- **Your assignment**
What you return should be the full listing, word for word, without a single image.

- **Dataset extract**
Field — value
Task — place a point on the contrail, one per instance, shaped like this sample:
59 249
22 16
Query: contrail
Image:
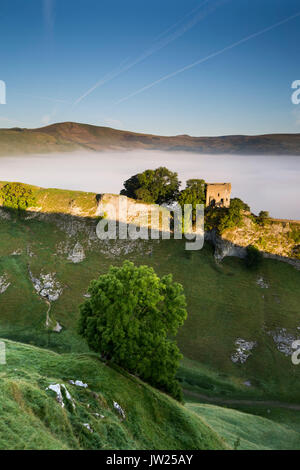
49 14
205 59
157 46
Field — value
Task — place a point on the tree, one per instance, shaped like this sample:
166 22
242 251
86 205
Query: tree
194 193
17 196
154 186
263 218
132 318
254 257
233 216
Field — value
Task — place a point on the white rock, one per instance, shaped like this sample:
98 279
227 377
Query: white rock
4 284
283 340
57 328
243 350
262 283
88 427
57 388
78 383
77 255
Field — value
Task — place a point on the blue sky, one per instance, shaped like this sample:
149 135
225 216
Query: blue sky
128 64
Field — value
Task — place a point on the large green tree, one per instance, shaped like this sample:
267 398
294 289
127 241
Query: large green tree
132 318
155 186
194 193
17 196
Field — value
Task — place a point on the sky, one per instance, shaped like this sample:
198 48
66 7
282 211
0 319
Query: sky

- **Solution to this problem**
Field — value
Task — place a point on the contrail, one per instance, shaped like this sample:
59 249
22 16
Query: contrail
Image:
49 14
205 59
157 46
Field — value
Task — place a point on the tree, one per instance, shaped like this sample:
166 22
242 251
86 205
Query: tree
194 193
17 196
154 186
263 218
132 318
254 257
233 216
Field — value
Task — place a point on the white rock, one per instance, shaped like this sample:
98 279
227 377
Query: white rock
4 284
283 340
57 328
243 350
262 283
88 427
57 388
78 383
77 255
Field — value
Task — place a point on the blue sky, one per instance, shaped like this sample:
149 135
225 216
Query: blue sky
128 64
Field — value
Task — place a point on the large green tree, one per instance, shaped like this sample:
267 398
294 289
127 241
Query: large green tree
132 318
155 186
194 193
17 196
Field — value
Task — place a point on the sky, one per instance, shaped like this sample:
198 48
66 7
282 211
0 319
Query: sky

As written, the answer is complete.